Output the material exactly, keeping every line intact.

◇ ◇ ◇ ◇

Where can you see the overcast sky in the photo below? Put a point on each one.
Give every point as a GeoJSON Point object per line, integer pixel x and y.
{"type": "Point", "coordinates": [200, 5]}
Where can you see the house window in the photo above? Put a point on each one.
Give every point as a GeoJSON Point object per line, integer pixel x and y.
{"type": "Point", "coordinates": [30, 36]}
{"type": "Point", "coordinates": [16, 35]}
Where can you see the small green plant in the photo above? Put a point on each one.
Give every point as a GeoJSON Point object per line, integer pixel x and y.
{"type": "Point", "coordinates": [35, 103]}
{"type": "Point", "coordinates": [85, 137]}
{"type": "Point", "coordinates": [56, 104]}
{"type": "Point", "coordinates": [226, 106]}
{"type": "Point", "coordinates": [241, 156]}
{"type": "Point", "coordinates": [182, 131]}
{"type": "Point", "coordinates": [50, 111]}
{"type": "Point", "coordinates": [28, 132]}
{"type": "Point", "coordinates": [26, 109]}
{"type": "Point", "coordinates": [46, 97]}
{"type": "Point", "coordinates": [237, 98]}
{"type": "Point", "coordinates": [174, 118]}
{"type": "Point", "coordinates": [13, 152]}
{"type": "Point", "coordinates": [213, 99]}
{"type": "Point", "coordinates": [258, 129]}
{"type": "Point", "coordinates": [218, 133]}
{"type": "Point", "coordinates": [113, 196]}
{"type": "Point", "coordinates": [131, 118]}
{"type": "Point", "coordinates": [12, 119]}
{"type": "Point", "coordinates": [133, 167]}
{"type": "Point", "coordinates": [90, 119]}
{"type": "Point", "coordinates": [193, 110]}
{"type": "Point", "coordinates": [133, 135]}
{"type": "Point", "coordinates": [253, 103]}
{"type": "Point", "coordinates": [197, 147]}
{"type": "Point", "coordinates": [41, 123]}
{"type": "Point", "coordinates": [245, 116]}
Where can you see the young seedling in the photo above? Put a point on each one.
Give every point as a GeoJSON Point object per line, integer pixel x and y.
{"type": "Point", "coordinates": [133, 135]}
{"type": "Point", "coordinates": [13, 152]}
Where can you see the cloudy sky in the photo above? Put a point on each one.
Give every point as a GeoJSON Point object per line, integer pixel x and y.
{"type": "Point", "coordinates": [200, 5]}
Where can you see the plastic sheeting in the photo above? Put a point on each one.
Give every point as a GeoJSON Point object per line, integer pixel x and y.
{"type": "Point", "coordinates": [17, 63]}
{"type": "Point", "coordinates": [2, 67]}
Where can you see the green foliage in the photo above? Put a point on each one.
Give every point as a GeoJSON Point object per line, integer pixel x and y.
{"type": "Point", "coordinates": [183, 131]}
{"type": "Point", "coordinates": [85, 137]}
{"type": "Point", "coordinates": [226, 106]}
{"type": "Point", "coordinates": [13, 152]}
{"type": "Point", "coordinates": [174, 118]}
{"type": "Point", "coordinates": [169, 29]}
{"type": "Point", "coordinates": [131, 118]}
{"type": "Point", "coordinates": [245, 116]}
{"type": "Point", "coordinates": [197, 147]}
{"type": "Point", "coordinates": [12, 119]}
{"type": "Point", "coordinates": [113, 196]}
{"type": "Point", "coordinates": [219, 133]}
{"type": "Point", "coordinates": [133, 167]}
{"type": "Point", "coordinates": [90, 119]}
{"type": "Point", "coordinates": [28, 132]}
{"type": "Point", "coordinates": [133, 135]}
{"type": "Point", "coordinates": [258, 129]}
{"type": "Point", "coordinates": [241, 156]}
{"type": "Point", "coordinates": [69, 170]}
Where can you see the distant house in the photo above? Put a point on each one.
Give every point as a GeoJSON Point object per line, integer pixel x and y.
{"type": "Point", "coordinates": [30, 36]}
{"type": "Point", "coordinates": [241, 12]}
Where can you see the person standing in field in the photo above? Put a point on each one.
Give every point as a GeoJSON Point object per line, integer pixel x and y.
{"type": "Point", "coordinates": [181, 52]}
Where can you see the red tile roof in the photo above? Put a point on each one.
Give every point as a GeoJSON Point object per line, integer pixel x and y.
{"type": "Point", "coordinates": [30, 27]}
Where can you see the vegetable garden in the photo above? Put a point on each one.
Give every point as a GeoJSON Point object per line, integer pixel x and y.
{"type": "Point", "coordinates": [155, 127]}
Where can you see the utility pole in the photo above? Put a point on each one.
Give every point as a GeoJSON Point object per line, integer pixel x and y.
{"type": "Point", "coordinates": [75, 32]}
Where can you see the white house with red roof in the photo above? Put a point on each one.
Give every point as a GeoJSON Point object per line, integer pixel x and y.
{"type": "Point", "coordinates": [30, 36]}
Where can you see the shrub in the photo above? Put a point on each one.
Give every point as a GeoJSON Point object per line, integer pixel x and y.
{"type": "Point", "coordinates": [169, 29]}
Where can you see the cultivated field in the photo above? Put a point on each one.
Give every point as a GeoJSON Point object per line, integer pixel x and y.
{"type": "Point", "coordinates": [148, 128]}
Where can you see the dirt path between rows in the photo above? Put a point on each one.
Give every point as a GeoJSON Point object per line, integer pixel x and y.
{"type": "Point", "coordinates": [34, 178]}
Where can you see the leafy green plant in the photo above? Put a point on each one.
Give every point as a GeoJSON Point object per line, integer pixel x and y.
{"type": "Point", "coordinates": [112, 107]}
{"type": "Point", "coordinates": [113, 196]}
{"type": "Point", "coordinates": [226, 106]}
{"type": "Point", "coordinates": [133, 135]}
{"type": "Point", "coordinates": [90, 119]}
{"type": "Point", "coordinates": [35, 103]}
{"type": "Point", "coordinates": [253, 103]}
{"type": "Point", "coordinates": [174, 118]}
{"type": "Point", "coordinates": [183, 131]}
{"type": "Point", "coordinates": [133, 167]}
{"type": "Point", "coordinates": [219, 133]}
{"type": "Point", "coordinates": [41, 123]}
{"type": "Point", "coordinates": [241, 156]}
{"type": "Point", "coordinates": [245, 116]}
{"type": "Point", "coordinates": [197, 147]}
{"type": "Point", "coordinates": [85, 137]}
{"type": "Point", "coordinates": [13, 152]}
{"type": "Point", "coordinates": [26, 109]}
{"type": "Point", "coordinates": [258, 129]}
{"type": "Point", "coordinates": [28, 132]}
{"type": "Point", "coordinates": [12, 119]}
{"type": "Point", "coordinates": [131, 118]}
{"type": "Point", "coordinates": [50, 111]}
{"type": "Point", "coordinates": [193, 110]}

◇ ◇ ◇ ◇

§ SOLUTION TO THIS TASK:
Where can you see the overcast sky in the photo below? Put a point on each one.
Give every point as a GeoJSON Point object per line, integer pixel x and y.
{"type": "Point", "coordinates": [200, 5]}
Where can you see the house window in the photo above? Put a point on each one.
Give every point as a GeoJSON Point object per line, integer pixel x and y.
{"type": "Point", "coordinates": [30, 36]}
{"type": "Point", "coordinates": [16, 35]}
Where can you see the small green plant in the photo above? Put a point on each one.
Give every point as a GeoJSON Point object per line, integer pixel x and y.
{"type": "Point", "coordinates": [35, 103]}
{"type": "Point", "coordinates": [85, 137]}
{"type": "Point", "coordinates": [56, 104]}
{"type": "Point", "coordinates": [226, 106]}
{"type": "Point", "coordinates": [241, 156]}
{"type": "Point", "coordinates": [182, 131]}
{"type": "Point", "coordinates": [50, 111]}
{"type": "Point", "coordinates": [28, 132]}
{"type": "Point", "coordinates": [26, 109]}
{"type": "Point", "coordinates": [46, 97]}
{"type": "Point", "coordinates": [237, 98]}
{"type": "Point", "coordinates": [174, 118]}
{"type": "Point", "coordinates": [13, 152]}
{"type": "Point", "coordinates": [213, 99]}
{"type": "Point", "coordinates": [258, 129]}
{"type": "Point", "coordinates": [218, 133]}
{"type": "Point", "coordinates": [113, 196]}
{"type": "Point", "coordinates": [131, 118]}
{"type": "Point", "coordinates": [12, 119]}
{"type": "Point", "coordinates": [133, 167]}
{"type": "Point", "coordinates": [90, 119]}
{"type": "Point", "coordinates": [193, 110]}
{"type": "Point", "coordinates": [133, 135]}
{"type": "Point", "coordinates": [253, 103]}
{"type": "Point", "coordinates": [197, 147]}
{"type": "Point", "coordinates": [41, 123]}
{"type": "Point", "coordinates": [245, 116]}
Where can you see the young seedling in the photo above? Put a point on each one.
Give every point as a GeoJSON Point object per line, integer pixel x and y.
{"type": "Point", "coordinates": [133, 135]}
{"type": "Point", "coordinates": [13, 152]}
Where can you see the cloudy sky in the photo above? Put a point on each one.
Give every point as a GeoJSON Point object per line, integer pixel x and y.
{"type": "Point", "coordinates": [200, 5]}
Where can you see the plastic sheeting in the photo above? Put a point on each one.
Give every point as a GeoJSON Point object per line, integer pixel x and y.
{"type": "Point", "coordinates": [17, 63]}
{"type": "Point", "coordinates": [2, 67]}
Where can you see the green foliage in the photo above? Put a point on each one.
Give every point as a GeoJSON Point object per line, integer pixel x and y.
{"type": "Point", "coordinates": [183, 131]}
{"type": "Point", "coordinates": [85, 137]}
{"type": "Point", "coordinates": [226, 106]}
{"type": "Point", "coordinates": [13, 152]}
{"type": "Point", "coordinates": [174, 118]}
{"type": "Point", "coordinates": [169, 29]}
{"type": "Point", "coordinates": [131, 118]}
{"type": "Point", "coordinates": [245, 116]}
{"type": "Point", "coordinates": [197, 147]}
{"type": "Point", "coordinates": [12, 119]}
{"type": "Point", "coordinates": [113, 196]}
{"type": "Point", "coordinates": [219, 133]}
{"type": "Point", "coordinates": [133, 167]}
{"type": "Point", "coordinates": [90, 119]}
{"type": "Point", "coordinates": [28, 132]}
{"type": "Point", "coordinates": [133, 135]}
{"type": "Point", "coordinates": [258, 129]}
{"type": "Point", "coordinates": [241, 156]}
{"type": "Point", "coordinates": [69, 170]}
Where can you see the distant house in the photo above? Put a point on each one.
Give every point as a GeoJSON Point object per line, integer pixel x and y.
{"type": "Point", "coordinates": [30, 36]}
{"type": "Point", "coordinates": [241, 12]}
Where can you see the person standing in field in the photo above? Put a point on each one.
Give every point as a GeoJSON Point object per line, integer pixel x and y.
{"type": "Point", "coordinates": [181, 52]}
Where can you see the red tile roof in the photo above? Put a point on each one.
Give every point as a GeoJSON Point object per line, integer pixel x and y.
{"type": "Point", "coordinates": [30, 27]}
Where can you see the vegetable garden in the photo above? Put a point on each one.
Give every point as a GeoJSON Point object per line, integer pixel x and y.
{"type": "Point", "coordinates": [155, 127]}
Where can you see the utility pole in the photo above? Put a point on each one.
Give every point as a GeoJSON Point object per line, integer pixel x and y.
{"type": "Point", "coordinates": [75, 32]}
Where can you see the white house with red roof in the photo above? Put a point on each one.
Give every point as a GeoJSON Point object per line, integer pixel x and y.
{"type": "Point", "coordinates": [30, 36]}
Where can you see the shrub in the photo above? Put a point on each one.
Give every point as a GeoJSON Point object per line, integer pixel x and y.
{"type": "Point", "coordinates": [169, 29]}
Where can you see the cultivated field in the photo above? Put a point on each one.
Give every point as a GeoJSON Point object per line, integer pixel x and y.
{"type": "Point", "coordinates": [148, 128]}
Where can you see the dirt path between rows in the photo above? Put a point on each one.
Give every point as a GeoJSON Point object per line, integer pixel x and y.
{"type": "Point", "coordinates": [34, 178]}
Where can you see the leafy green plant in the photo above? Put a point on each one.
Give every point as a GeoJSON Point object per line, integer pixel x and y.
{"type": "Point", "coordinates": [112, 107]}
{"type": "Point", "coordinates": [113, 196]}
{"type": "Point", "coordinates": [226, 106]}
{"type": "Point", "coordinates": [133, 135]}
{"type": "Point", "coordinates": [90, 119]}
{"type": "Point", "coordinates": [35, 103]}
{"type": "Point", "coordinates": [253, 103]}
{"type": "Point", "coordinates": [174, 118]}
{"type": "Point", "coordinates": [183, 131]}
{"type": "Point", "coordinates": [133, 167]}
{"type": "Point", "coordinates": [219, 133]}
{"type": "Point", "coordinates": [41, 123]}
{"type": "Point", "coordinates": [241, 156]}
{"type": "Point", "coordinates": [245, 116]}
{"type": "Point", "coordinates": [197, 147]}
{"type": "Point", "coordinates": [85, 137]}
{"type": "Point", "coordinates": [13, 152]}
{"type": "Point", "coordinates": [26, 109]}
{"type": "Point", "coordinates": [258, 129]}
{"type": "Point", "coordinates": [28, 132]}
{"type": "Point", "coordinates": [12, 119]}
{"type": "Point", "coordinates": [131, 118]}
{"type": "Point", "coordinates": [50, 111]}
{"type": "Point", "coordinates": [193, 110]}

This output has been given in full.